Два месяца и двадцать дней… А потом еще восемь лет, пытаясь добиться того, чтоб наказали тех, кто его пытал – абсолютно бессмысленно и беспощадно, – тех, кто откромсал его левое ухо для коллекции. Он обивал пороги милиции и прокуратуры. Время остановилось. Времени не стало. Дело было возбуждено, приостановлено, возобновлено, приостановлено, и так до бесконечности. Алауди говорил с журналистами, писал письма Путину, министрам, Кадырову-старшему, потом, когда того убили, Кадырову-младшему. Подал жалобу в Европейский Суд. Теперь уже, кроме этого далекого суда, ни на что не надеется. То есть, что после страсбургского решений виновных посадят, уже не надеется тоже. Но, по крайней мере, придется государству по велению Европы выплатить ему компенсацию. И тогда он подлечится, дом отстроит, все его уважать будут, и заживет он по-человечески…

«А сейчас ты как живешь, Алауди?» Он разводит руками и широко улыбается: «Почему сейчас? Давно уже. Встаю с утра, одеваюсь, иду сначала в милицию, потом в прокуратуру, в правозащитные организации захожу – в «Мемориал», в Комитет против пыток, а там уже и вечер. Спать ложусь. А с утра снова. Вот и все мои дела…»

На стене над кроватью Алауди два крючка. На одном висит пыльная, протертая почти до дыр белая с черным куртка. Из кожи ли, из кожезаменителя – кто сейчас разберет. Но несколько заклепок до сих пор не отвалилось. На втором – соломенная шляпа с повязанной вокруг высокой тульи ленточкой цветов американского флага. «А это что у тебя, Алауди?». Он гордо срывает оба предмета со стены, протягивает к камере и рассказывает, как в лучшие времена, в девяностом году, до войны, купил эту куртку за бешеные деньги – «стоила как один «москвич», я тебе клянусь!» – а к ней еще шляпу – «вот видишь, настоящая, ковбойская!». А еще оторвал у какого-то барыги старую американскую машину, настоящую. И во всем этом великолепии ездил в школу, на свои уроки физкультуры. Ученики выбегали к машине и кричали: «Наш Сталоник приехал! Наш Сталоник!»

Записанные данные:
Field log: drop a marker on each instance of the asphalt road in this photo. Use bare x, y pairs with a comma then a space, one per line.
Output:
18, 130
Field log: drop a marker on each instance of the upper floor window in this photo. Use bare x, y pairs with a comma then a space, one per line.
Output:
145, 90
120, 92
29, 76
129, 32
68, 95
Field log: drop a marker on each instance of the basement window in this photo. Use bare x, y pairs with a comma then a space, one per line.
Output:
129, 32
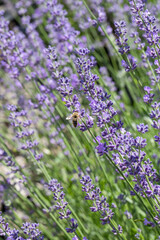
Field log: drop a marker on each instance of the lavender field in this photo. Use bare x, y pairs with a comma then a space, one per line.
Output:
80, 119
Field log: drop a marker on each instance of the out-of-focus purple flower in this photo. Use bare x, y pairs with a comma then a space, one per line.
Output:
99, 202
142, 128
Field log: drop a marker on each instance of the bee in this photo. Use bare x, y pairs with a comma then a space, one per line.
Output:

Задание 1: Переведите на английский язык предложение из текста об Алауди: «На стене над кроватью Алауди два крючка».
Задание 2:
Ответьте на вопросы по тексту об Алауди.
(а) В какой суд Алауди подал жалобу?
(б) Сколько, по словам Алауди, стоила его куртка?
(в) Что кричали ученики, выбегая к машине?
Задание 3: Продолжите текст об Алауди, начав сразу после его последнего предложения.
Список никак не связан с текстом об Алауди.

Ответ к заданию 1: There are two hooks on the wall above Alaudi's bed.

Ответ к заданию 2:
(а) В Европейский суд.
(б) Как один «москвич».
(в) «Наш Сталоник приехал! Наш Сталоник!»

Ответ к заданию 3:
«Они говорили, что я прямо как этот актер, ну, из боевика, Сталоник, значит, Сильвестр! Честное слово. Да я сейчас покажу!». Алауди влезает в куртку, с которой дождем на пол и на брюки сыпется труха, нахлобучивает на голову чудом сохранившийся соломенный головной убор и выбегает во двор демонстрировать остов автомобиля…

А дальше Заводской район. Многоквартирные дома с огромными провалами в стенах. И в каждом доме живет хотя бы несколько семей. Кроме тех домов, конечно, от которых осталась только груда мусора. Замызганные пацанята играют в прятки в развалинах. Тетки в цветастых халатах выглядывают из дверей, сколоченных из грубых досок. Ярко-красные тренировочные штаны гордо развеваются на ветру в выбоине окна. Аккуратно одетый мужчина увлеченно говорит по мобильнику, стоя на шатком балконе разбомбленной квартиры.

На отшибе, возле трассы, полуразрушенный дом. Здесь обретаются две старухи – армянка Вика и полурусская-полуеврейка Алла. Есть еще одна, совсем русская – Лариска, но ей один чеченский парень на днях денег немного дал, помочь хотел, а она же пьющая, вот и загуляла, который день дома не появляется.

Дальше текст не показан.